**Your goal:** Quote the data below word for word, starting at the line that contains "Pinpoint rust stain on bell here." and running through the end of the data, with both ends included. Leave the pictures out of your answer.
____________
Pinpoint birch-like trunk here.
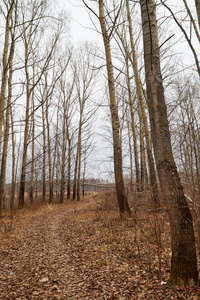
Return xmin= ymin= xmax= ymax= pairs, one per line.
xmin=0 ymin=0 xmax=15 ymax=147
xmin=0 ymin=28 xmax=15 ymax=212
xmin=126 ymin=0 xmax=159 ymax=206
xmin=99 ymin=0 xmax=131 ymax=216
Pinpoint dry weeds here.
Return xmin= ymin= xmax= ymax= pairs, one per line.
xmin=0 ymin=192 xmax=200 ymax=300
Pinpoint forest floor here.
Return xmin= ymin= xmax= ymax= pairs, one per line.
xmin=0 ymin=192 xmax=200 ymax=300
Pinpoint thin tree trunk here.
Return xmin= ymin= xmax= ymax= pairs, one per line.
xmin=0 ymin=0 xmax=15 ymax=147
xmin=60 ymin=103 xmax=66 ymax=203
xmin=42 ymin=103 xmax=46 ymax=202
xmin=10 ymin=107 xmax=16 ymax=210
xmin=30 ymin=61 xmax=35 ymax=204
xmin=67 ymin=129 xmax=71 ymax=199
xmin=99 ymin=0 xmax=131 ymax=216
xmin=126 ymin=55 xmax=140 ymax=190
xmin=18 ymin=39 xmax=30 ymax=208
xmin=140 ymin=0 xmax=198 ymax=286
xmin=195 ymin=0 xmax=200 ymax=28
xmin=126 ymin=0 xmax=159 ymax=206
xmin=73 ymin=117 xmax=82 ymax=200
xmin=0 ymin=29 xmax=15 ymax=212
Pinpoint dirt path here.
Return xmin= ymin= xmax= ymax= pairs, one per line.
xmin=0 ymin=199 xmax=100 ymax=299
xmin=0 ymin=194 xmax=200 ymax=300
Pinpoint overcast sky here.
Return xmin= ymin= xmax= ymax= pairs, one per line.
xmin=56 ymin=0 xmax=100 ymax=43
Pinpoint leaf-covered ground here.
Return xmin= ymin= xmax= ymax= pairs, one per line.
xmin=0 ymin=192 xmax=200 ymax=300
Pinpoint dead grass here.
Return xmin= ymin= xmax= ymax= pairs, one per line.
xmin=0 ymin=192 xmax=200 ymax=300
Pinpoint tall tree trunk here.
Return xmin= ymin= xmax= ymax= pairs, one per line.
xmin=18 ymin=39 xmax=30 ymax=208
xmin=0 ymin=29 xmax=15 ymax=212
xmin=60 ymin=104 xmax=66 ymax=203
xmin=195 ymin=0 xmax=200 ymax=28
xmin=0 ymin=0 xmax=15 ymax=147
xmin=73 ymin=117 xmax=82 ymax=200
xmin=126 ymin=0 xmax=159 ymax=206
xmin=140 ymin=0 xmax=198 ymax=286
xmin=125 ymin=53 xmax=140 ymax=190
xmin=42 ymin=103 xmax=46 ymax=202
xmin=66 ymin=124 xmax=71 ymax=199
xmin=30 ymin=60 xmax=35 ymax=204
xmin=99 ymin=0 xmax=131 ymax=216
xmin=10 ymin=107 xmax=16 ymax=210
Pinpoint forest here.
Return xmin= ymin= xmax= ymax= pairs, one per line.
xmin=0 ymin=0 xmax=200 ymax=300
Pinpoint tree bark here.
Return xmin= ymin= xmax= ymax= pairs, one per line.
xmin=195 ymin=0 xmax=200 ymax=28
xmin=99 ymin=0 xmax=131 ymax=216
xmin=126 ymin=0 xmax=159 ymax=206
xmin=0 ymin=25 xmax=15 ymax=212
xmin=140 ymin=0 xmax=198 ymax=286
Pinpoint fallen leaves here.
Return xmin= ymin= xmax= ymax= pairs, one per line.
xmin=0 ymin=194 xmax=200 ymax=300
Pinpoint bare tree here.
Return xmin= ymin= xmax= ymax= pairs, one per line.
xmin=140 ymin=0 xmax=198 ymax=286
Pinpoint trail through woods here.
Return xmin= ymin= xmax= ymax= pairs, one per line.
xmin=0 ymin=192 xmax=200 ymax=300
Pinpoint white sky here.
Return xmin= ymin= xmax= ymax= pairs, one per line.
xmin=56 ymin=0 xmax=100 ymax=43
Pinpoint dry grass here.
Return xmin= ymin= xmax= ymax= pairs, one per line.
xmin=0 ymin=192 xmax=200 ymax=300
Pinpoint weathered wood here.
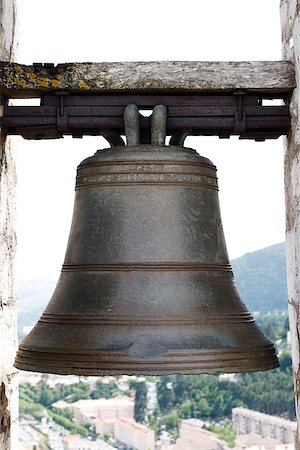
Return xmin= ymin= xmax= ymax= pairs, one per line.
xmin=0 ymin=0 xmax=18 ymax=450
xmin=280 ymin=0 xmax=300 ymax=450
xmin=0 ymin=61 xmax=295 ymax=97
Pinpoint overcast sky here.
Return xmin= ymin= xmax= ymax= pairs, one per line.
xmin=13 ymin=0 xmax=284 ymax=280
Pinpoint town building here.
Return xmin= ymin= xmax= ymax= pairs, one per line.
xmin=168 ymin=419 xmax=229 ymax=450
xmin=63 ymin=434 xmax=115 ymax=450
xmin=114 ymin=419 xmax=155 ymax=450
xmin=69 ymin=396 xmax=134 ymax=425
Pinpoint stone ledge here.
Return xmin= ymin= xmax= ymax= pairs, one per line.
xmin=0 ymin=61 xmax=295 ymax=98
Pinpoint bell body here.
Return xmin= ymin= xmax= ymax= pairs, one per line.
xmin=15 ymin=145 xmax=278 ymax=375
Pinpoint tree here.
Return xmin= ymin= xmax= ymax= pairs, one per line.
xmin=134 ymin=381 xmax=147 ymax=423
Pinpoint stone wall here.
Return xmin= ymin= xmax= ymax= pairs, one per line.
xmin=0 ymin=0 xmax=18 ymax=450
xmin=280 ymin=0 xmax=300 ymax=450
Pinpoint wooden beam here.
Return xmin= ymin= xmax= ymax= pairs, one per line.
xmin=0 ymin=61 xmax=295 ymax=98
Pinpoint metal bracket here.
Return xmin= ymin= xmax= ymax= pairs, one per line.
xmin=0 ymin=91 xmax=290 ymax=145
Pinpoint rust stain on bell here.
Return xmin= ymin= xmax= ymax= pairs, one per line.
xmin=15 ymin=145 xmax=278 ymax=375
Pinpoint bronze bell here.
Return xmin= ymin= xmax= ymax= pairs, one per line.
xmin=15 ymin=105 xmax=278 ymax=375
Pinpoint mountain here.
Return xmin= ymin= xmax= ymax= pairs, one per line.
xmin=18 ymin=243 xmax=287 ymax=336
xmin=231 ymin=243 xmax=287 ymax=312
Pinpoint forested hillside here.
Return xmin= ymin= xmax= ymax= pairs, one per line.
xmin=231 ymin=243 xmax=287 ymax=312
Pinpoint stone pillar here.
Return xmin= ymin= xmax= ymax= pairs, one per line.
xmin=0 ymin=0 xmax=18 ymax=450
xmin=280 ymin=0 xmax=300 ymax=450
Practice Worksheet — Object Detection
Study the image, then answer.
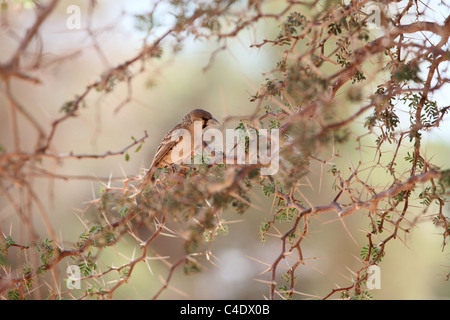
____________
**Complete output:**
Pinpoint rust stain on bell here.
Return xmin= ymin= xmax= ymax= pairs, one per line.
xmin=15 ymin=145 xmax=278 ymax=375
Pinpoint bronze bell here.
Return xmin= ymin= xmax= ymax= pairs, one per line.
xmin=15 ymin=105 xmax=278 ymax=375
Pinpoint mountain here.
Return xmin= ymin= xmax= ymax= pairs, one per line.
xmin=18 ymin=243 xmax=287 ymax=336
xmin=231 ymin=243 xmax=287 ymax=312
Pinpoint forested hillside here.
Return xmin= ymin= xmax= ymax= pairs, one per line.
xmin=231 ymin=243 xmax=287 ymax=312
Pinpoint stone pillar here.
Return xmin= ymin= xmax= ymax= pairs, one per line.
xmin=0 ymin=0 xmax=18 ymax=450
xmin=280 ymin=0 xmax=300 ymax=450
Practice Worksheet — Object Detection
Study the image, then answer.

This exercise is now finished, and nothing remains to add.